=== STUDY MATERIAL ===
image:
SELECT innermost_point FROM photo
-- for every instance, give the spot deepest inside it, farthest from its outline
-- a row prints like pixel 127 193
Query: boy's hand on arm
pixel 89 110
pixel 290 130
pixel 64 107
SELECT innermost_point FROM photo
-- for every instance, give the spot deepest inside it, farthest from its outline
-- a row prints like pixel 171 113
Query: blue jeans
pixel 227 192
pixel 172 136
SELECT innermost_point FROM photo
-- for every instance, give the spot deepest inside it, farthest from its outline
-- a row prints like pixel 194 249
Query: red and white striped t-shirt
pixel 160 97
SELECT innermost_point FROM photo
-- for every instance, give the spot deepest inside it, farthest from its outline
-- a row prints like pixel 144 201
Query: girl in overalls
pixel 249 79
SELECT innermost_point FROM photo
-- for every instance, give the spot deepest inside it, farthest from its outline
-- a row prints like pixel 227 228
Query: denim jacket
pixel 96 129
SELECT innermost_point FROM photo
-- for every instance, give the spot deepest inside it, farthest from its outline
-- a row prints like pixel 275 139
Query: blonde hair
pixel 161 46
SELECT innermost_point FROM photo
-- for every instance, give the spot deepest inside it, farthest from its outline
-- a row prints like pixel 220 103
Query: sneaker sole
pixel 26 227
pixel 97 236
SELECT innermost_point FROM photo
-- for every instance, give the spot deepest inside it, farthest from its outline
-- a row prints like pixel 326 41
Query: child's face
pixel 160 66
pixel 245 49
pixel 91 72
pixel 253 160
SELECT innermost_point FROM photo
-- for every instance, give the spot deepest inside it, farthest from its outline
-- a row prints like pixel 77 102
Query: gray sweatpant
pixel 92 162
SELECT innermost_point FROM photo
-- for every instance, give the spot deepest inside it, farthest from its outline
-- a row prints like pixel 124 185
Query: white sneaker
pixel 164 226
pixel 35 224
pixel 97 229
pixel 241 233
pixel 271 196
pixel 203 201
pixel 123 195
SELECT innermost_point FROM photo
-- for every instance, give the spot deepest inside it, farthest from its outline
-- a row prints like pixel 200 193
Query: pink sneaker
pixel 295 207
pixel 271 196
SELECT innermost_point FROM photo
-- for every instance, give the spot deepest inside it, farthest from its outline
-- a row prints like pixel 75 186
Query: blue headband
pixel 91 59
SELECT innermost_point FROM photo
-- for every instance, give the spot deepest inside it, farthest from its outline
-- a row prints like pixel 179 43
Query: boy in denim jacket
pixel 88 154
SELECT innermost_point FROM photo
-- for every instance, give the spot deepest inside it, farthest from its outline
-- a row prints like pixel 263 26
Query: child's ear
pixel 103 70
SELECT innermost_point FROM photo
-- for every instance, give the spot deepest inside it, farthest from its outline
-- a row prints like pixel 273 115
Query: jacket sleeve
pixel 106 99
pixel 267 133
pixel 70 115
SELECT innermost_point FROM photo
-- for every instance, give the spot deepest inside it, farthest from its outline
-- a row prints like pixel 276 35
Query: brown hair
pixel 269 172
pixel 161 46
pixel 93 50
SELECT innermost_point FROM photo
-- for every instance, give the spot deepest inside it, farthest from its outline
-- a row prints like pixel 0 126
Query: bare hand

=== AIM OF THE EXERCISE ===
Without leaving anything out, repeat the data exactly.

=== OUTPUT BELOW ===
image:
SELECT innermost_point FROM photo
-- for every instance, give the spot deepest inside it, farthest from its outline
-- a row prints like pixel 127 193
Query: boy's hand on arm
pixel 89 110
pixel 290 130
pixel 64 107
SELECT innermost_point FROM photo
-- for every instance, give the spot deepest inside it, farthest from its outline
-- a row prints like pixel 171 113
Query: blue jeans
pixel 227 192
pixel 172 136
SELECT innermost_point FROM photo
-- for every instance, give the spot deepest inside it, farthest from its outline
-- a row prints like pixel 194 249
Query: red and white striped t-shirt
pixel 160 97
SELECT innermost_point FROM photo
-- for every instance, give the spot deepest inside it, farthest from its outline
-- a row prints like pixel 144 201
Query: girl in overalls
pixel 249 79
SELECT innermost_point FROM photo
-- for every instance, give the spot deepest inside it, farthest from its outline
-- a row prints like pixel 227 228
Query: denim jacket
pixel 96 129
SELECT innermost_point FROM photo
-- for every instance, give the spot deepest inside it, farthest from its outline
-- a row prints like pixel 275 139
Query: blonde hair
pixel 161 46
SELECT innermost_point FROM photo
-- for every instance, give the spot deepest inside it, farthest from its outline
-- a row prints like pixel 220 103
Query: sneaker sole
pixel 26 227
pixel 97 236
SELECT innermost_point FROM photo
-- for every instance, give the spot deepest inside it, farthest from its outline
-- a row prints like pixel 326 41
Query: child's face
pixel 160 66
pixel 245 49
pixel 91 72
pixel 253 160
SELECT innermost_point FROM photo
-- for every instance, give the spot deepest inside it, farthest from its outline
-- a row prints like pixel 77 102
Query: gray sweatpant
pixel 92 162
SELECT innermost_point FROM photo
-- for every instance, give the spot deepest inside it, farthest from its outline
-- a row prints like pixel 124 185
Query: white sneaker
pixel 164 226
pixel 35 224
pixel 97 229
pixel 241 233
pixel 271 196
pixel 203 201
pixel 123 195
SELECT innermost_point FROM photo
-- for every instance, give the spot deepest inside it, farthest from its outline
-- a row prints like pixel 200 193
Query: pink sneaker
pixel 295 207
pixel 271 196
SELECT innermost_point FROM photo
-- for every instance, give the spot deepest inside it, farthest from its outline
-- a row prints like pixel 75 186
Query: blue headband
pixel 91 59
SELECT innermost_point FROM photo
-- for every instance, give the spot deepest inside it, farthest from its outline
-- a row prints like pixel 179 43
Query: boy in denim jacket
pixel 88 154
SELECT innermost_point FROM photo
-- for every instance, give the spot deepest inside it, farthest from its outline
-- a row prints like pixel 263 26
Query: child's ear
pixel 103 70
SELECT innermost_point FROM photo
-- for every instance, give the spot deepest inside it, farthest from its outline
-- a row prints like pixel 273 115
Query: jacket sleeve
pixel 106 99
pixel 267 133
pixel 70 115
SELECT innermost_point FROM photo
-- for every instance, give the spot deepest inside it, farthest from its outline
-- a row prints like pixel 276 35
Query: brown hair
pixel 269 172
pixel 161 46
pixel 93 50
SELECT innermost_point FROM photo
-- for every instance, give the spot deepest inside it, farthest from its outline
-- a row prints like pixel 0 126
Query: bare hand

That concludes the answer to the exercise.